[TASK STATEMENT] Using the listing below, set down each line from the line containing "Target: wooden countertop edge" through the line containing "Sample: <point>507,531</point>", both ends included, exactly and with nothing added.

((

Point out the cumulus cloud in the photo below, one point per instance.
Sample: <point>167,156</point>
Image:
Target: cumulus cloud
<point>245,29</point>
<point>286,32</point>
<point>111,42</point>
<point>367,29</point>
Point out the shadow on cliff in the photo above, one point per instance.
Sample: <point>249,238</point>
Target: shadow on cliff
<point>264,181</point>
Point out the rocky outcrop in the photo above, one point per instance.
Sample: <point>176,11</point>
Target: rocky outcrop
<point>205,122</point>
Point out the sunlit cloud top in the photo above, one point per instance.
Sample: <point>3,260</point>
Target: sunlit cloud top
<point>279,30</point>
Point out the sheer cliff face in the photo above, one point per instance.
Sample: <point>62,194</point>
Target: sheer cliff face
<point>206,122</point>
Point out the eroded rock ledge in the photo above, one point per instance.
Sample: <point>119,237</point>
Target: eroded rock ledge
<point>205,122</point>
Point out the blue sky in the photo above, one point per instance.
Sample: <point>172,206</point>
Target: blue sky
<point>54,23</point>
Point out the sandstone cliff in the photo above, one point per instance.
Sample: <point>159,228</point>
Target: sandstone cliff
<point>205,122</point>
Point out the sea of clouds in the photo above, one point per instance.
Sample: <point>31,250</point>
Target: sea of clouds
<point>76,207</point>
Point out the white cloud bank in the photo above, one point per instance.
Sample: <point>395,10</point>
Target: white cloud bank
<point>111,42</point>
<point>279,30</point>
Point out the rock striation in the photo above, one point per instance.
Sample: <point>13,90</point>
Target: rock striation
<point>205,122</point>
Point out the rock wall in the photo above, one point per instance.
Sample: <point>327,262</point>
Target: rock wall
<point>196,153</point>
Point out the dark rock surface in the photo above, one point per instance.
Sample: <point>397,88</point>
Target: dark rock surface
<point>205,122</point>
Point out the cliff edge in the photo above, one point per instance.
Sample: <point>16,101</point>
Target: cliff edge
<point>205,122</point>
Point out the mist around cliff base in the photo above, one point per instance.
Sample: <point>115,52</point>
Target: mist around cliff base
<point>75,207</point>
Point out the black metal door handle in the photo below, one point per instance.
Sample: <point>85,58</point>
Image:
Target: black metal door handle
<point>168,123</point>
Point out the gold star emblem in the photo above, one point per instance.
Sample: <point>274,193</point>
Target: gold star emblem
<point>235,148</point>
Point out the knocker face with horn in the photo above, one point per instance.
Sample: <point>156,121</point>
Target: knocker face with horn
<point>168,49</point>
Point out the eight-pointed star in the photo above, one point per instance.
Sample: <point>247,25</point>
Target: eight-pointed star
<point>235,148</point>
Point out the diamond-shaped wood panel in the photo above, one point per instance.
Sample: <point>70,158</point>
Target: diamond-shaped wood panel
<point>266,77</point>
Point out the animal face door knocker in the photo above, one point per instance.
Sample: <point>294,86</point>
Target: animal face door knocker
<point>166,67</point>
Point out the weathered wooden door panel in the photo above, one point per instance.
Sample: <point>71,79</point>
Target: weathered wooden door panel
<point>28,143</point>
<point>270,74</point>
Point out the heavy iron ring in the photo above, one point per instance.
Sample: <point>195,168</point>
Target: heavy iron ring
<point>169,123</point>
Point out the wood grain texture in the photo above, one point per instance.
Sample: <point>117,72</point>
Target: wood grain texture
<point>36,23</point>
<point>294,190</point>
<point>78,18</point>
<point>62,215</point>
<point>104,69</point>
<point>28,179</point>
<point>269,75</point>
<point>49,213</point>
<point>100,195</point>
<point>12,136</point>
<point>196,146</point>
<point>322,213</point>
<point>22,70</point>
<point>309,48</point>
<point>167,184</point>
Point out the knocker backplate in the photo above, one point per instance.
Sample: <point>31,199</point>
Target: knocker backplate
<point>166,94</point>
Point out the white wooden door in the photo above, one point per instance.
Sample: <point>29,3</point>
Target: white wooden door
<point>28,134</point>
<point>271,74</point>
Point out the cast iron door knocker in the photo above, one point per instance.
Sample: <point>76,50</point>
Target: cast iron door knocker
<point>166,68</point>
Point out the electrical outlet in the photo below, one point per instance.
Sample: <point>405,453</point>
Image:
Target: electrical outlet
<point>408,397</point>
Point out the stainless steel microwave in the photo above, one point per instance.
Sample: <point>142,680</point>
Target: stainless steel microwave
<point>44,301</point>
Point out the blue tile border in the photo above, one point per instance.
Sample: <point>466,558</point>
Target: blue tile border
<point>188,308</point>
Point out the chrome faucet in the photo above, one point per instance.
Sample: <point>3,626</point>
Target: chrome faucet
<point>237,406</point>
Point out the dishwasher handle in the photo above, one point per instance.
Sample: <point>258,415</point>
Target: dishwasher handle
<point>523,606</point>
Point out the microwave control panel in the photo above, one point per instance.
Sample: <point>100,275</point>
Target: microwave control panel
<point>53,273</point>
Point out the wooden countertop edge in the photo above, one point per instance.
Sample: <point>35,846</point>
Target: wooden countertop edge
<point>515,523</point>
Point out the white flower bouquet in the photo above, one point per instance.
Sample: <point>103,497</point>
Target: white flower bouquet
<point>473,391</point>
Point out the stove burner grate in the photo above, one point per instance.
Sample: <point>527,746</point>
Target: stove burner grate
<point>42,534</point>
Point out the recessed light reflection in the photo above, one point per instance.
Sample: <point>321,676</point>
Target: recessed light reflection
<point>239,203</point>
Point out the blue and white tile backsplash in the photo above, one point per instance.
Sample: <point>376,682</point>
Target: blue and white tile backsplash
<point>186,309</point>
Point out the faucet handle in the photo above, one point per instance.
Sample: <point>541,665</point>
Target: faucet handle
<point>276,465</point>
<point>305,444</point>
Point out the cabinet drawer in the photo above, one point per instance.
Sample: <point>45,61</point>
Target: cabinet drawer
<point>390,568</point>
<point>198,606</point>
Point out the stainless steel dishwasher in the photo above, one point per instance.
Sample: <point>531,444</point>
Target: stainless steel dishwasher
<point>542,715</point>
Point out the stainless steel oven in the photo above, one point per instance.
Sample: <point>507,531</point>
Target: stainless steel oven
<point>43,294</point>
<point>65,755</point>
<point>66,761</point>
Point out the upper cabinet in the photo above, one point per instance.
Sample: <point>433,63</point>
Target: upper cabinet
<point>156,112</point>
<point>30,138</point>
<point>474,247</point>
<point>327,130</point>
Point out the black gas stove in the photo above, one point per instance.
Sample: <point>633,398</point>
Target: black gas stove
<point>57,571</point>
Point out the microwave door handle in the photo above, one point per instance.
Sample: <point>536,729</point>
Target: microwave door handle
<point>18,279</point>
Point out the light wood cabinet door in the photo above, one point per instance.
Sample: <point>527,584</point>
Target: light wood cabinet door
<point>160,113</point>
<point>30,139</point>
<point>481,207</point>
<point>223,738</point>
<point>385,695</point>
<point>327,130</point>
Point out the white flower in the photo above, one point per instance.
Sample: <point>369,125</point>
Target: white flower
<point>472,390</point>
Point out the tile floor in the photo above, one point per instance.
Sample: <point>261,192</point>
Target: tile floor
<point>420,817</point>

))
((

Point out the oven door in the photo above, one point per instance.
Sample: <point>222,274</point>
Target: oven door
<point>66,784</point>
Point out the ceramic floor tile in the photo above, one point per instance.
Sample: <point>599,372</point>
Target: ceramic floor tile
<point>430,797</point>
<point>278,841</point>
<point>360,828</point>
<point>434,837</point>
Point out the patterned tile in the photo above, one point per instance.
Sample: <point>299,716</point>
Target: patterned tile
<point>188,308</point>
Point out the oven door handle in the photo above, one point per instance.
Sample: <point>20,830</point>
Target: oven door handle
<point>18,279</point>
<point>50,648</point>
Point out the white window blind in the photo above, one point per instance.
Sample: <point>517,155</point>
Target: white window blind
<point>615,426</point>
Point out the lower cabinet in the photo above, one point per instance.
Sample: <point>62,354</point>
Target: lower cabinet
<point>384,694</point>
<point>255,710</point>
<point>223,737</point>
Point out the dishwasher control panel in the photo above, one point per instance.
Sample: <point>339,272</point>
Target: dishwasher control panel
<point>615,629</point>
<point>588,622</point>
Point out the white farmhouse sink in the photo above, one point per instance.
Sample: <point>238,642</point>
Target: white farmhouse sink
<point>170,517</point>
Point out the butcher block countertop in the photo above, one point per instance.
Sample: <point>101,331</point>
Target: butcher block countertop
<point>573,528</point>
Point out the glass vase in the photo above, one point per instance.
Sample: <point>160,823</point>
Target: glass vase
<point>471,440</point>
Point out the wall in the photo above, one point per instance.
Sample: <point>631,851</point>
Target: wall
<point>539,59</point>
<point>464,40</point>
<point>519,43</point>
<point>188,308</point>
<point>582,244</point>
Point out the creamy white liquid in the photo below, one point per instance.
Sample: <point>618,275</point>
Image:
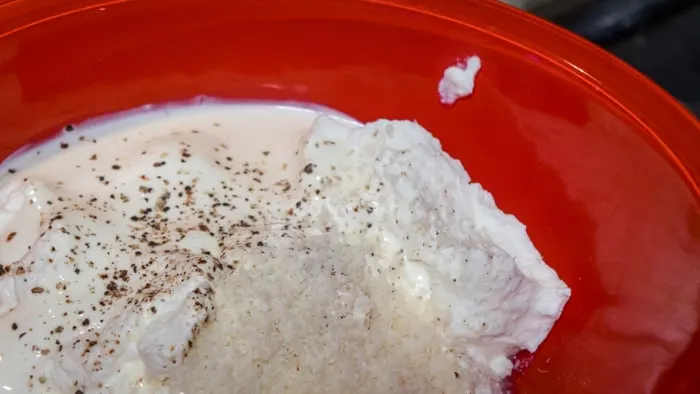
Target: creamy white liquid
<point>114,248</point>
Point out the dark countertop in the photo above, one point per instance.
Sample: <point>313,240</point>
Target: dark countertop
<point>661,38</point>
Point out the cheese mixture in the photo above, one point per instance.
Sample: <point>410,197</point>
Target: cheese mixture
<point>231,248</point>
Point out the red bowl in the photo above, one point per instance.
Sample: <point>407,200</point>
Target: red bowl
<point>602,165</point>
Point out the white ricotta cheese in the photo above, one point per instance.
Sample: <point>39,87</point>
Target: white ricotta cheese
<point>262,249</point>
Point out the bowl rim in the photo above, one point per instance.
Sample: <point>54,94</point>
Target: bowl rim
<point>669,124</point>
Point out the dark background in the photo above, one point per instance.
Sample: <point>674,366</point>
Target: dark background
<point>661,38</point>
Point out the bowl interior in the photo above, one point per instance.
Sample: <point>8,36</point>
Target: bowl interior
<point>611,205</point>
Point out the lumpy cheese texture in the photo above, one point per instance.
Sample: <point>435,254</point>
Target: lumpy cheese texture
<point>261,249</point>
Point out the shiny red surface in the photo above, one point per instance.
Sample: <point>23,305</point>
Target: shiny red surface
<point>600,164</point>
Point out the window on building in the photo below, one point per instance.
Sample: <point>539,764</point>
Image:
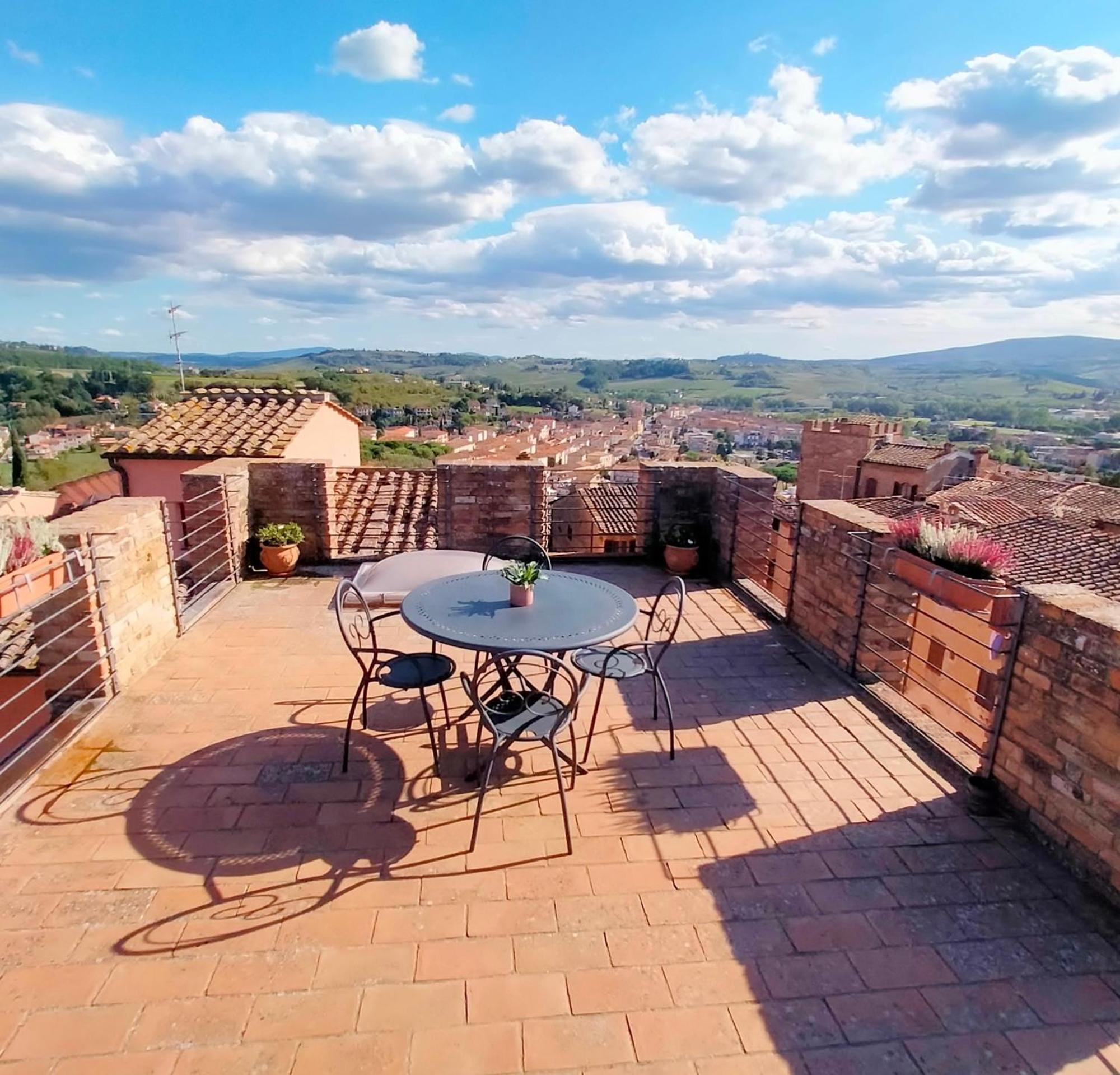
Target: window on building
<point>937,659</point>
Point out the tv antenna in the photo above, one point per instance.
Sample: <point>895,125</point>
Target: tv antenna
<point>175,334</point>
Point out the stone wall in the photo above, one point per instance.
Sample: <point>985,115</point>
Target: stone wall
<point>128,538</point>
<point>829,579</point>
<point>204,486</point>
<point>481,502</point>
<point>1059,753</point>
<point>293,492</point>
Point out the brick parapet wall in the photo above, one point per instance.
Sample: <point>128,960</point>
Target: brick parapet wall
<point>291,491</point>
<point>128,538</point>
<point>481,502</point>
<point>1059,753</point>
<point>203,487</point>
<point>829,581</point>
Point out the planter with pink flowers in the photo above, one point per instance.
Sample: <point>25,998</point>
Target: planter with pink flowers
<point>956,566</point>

))
((

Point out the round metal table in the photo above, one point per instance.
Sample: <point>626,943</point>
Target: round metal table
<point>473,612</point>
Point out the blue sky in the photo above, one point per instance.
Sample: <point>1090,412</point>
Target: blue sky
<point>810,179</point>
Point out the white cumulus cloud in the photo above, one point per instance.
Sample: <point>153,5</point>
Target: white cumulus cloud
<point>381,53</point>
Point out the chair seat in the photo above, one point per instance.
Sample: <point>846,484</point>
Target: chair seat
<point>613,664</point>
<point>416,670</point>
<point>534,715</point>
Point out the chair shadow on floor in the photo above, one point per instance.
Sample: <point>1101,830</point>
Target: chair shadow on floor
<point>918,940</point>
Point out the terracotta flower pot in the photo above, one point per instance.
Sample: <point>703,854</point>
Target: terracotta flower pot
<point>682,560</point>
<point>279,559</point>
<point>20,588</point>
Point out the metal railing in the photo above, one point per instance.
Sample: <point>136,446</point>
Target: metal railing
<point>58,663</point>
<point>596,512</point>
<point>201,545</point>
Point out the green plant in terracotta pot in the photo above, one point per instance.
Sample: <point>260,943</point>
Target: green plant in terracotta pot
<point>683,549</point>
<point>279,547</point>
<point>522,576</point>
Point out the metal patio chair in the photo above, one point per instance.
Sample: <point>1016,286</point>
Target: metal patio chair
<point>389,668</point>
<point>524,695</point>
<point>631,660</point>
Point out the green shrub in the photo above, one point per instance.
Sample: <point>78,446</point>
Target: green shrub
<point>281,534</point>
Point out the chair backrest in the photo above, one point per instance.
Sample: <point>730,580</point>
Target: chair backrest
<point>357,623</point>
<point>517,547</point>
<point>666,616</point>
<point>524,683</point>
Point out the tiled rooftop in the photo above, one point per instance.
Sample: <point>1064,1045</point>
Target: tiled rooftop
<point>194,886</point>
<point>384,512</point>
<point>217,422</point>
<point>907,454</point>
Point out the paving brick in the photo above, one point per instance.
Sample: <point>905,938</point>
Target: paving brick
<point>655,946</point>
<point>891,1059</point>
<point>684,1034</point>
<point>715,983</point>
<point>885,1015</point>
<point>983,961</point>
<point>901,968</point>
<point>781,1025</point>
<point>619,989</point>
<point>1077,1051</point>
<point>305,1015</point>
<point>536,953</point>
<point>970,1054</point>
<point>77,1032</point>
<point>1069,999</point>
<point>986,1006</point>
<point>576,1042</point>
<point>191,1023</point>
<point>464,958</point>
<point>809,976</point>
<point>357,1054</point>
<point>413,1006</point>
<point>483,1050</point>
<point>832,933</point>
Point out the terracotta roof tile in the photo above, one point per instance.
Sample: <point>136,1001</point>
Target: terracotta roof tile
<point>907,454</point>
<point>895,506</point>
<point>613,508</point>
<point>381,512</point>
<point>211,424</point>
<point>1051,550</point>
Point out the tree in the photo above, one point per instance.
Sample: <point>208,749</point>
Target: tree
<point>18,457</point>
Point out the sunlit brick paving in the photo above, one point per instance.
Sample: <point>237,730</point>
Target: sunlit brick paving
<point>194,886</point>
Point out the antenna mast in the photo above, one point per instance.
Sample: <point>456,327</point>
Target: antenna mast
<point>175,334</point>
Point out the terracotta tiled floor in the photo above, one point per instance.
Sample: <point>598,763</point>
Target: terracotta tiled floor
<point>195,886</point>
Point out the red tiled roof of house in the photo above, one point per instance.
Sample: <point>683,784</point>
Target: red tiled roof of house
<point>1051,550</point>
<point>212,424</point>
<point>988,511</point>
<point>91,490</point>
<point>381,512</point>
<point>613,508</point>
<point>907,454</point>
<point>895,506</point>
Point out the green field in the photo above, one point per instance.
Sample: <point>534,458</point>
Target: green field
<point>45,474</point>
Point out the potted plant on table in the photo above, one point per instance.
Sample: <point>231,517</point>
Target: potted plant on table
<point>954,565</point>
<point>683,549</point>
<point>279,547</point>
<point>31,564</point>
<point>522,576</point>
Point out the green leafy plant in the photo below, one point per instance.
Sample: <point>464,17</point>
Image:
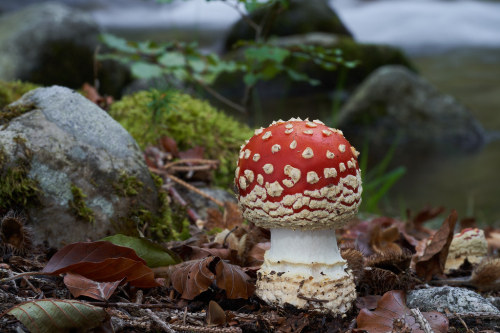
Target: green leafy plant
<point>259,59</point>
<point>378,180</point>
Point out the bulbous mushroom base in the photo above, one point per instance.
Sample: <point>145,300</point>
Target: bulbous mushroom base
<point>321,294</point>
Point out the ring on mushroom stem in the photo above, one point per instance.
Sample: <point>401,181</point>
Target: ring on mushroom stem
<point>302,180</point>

))

[THE ANSWER]
Target: wooden countertop edge
<point>515,523</point>
Point out the white flower bouquet in the photo above, one point per instance.
Sample: <point>103,497</point>
Target: white flower bouquet
<point>473,391</point>
Point out the stove burner grate in the photo above, one point per instance.
Sample: <point>527,746</point>
Target: stove burner grate
<point>42,534</point>
Point out the recessed light reflection in the photo above, one point per instance.
Sample: <point>321,676</point>
Target: recessed light reflection
<point>239,203</point>
Point out the blue and white tile backsplash in the photo above, one point per instance.
Sample: <point>376,682</point>
Target: blue and white tile backsplash
<point>186,309</point>
Point out the faucet handle in the photo above, one point per instance.
Sample: <point>541,665</point>
Target: faucet handle
<point>276,465</point>
<point>305,444</point>
Point out the cabinet drawer in the photo above, one point per instance.
Sample: <point>45,61</point>
Target: cabinet drawer
<point>390,568</point>
<point>198,606</point>
Point out the stainless steel dishwasher in the photo above, one point per instance.
Sample: <point>531,444</point>
Target: stainless steel dishwasher
<point>542,715</point>
Point out the stainless steel oven in the photo above, one point per instance.
Sample: <point>507,531</point>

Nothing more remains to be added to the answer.